## PROBLEM DESCRIPTION
Rewrite every line of all the records below as a JSON list of strings, one string per line, leaving out any blank lines.

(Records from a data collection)
============

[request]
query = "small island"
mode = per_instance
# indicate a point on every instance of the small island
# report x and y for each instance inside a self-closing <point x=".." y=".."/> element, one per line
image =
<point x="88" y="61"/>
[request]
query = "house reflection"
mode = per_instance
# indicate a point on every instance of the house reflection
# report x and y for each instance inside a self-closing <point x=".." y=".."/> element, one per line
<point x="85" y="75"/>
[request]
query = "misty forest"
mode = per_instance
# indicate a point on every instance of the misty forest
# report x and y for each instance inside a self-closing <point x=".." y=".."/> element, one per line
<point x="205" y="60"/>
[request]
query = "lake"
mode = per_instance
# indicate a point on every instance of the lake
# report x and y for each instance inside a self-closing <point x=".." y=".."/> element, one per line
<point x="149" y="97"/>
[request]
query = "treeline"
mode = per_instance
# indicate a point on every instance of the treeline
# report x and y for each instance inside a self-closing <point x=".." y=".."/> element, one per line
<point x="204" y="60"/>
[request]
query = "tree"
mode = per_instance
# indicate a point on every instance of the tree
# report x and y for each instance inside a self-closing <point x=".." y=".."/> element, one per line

============

## OUTPUT
[
  "[request]",
  "query = \"small island\"",
  "mode = per_instance",
  "# indicate a point on every instance of the small island",
  "# report x and y for each instance inside a self-closing <point x=\"..\" y=\"..\"/> element, one per line",
  "image =",
  "<point x=\"88\" y=\"61\"/>",
  "[request]",
  "query = \"house reflection\"",
  "mode = per_instance",
  "# indicate a point on every instance of the house reflection",
  "# report x and y for each instance inside a self-closing <point x=\"..\" y=\"..\"/> element, one per line",
  "<point x=\"85\" y=\"75\"/>",
  "[request]",
  "query = \"misty forest\"",
  "mode = per_instance",
  "# indicate a point on every instance of the misty forest",
  "# report x and y for each instance inside a self-closing <point x=\"..\" y=\"..\"/> element, one per line",
  "<point x=\"205\" y=\"60\"/>",
  "[request]",
  "query = \"lake\"",
  "mode = per_instance",
  "# indicate a point on every instance of the lake",
  "# report x and y for each instance inside a self-closing <point x=\"..\" y=\"..\"/> element, one per line",
  "<point x=\"149\" y=\"97\"/>",
  "[request]",
  "query = \"treeline\"",
  "mode = per_instance",
  "# indicate a point on every instance of the treeline",
  "# report x and y for each instance inside a self-closing <point x=\"..\" y=\"..\"/> element, one per line",
  "<point x=\"204\" y=\"60\"/>",
  "[request]",
  "query = \"tree\"",
  "mode = per_instance",
  "# indicate a point on every instance of the tree",
  "# report x and y for each instance inside a self-closing <point x=\"..\" y=\"..\"/> element, one per line"
]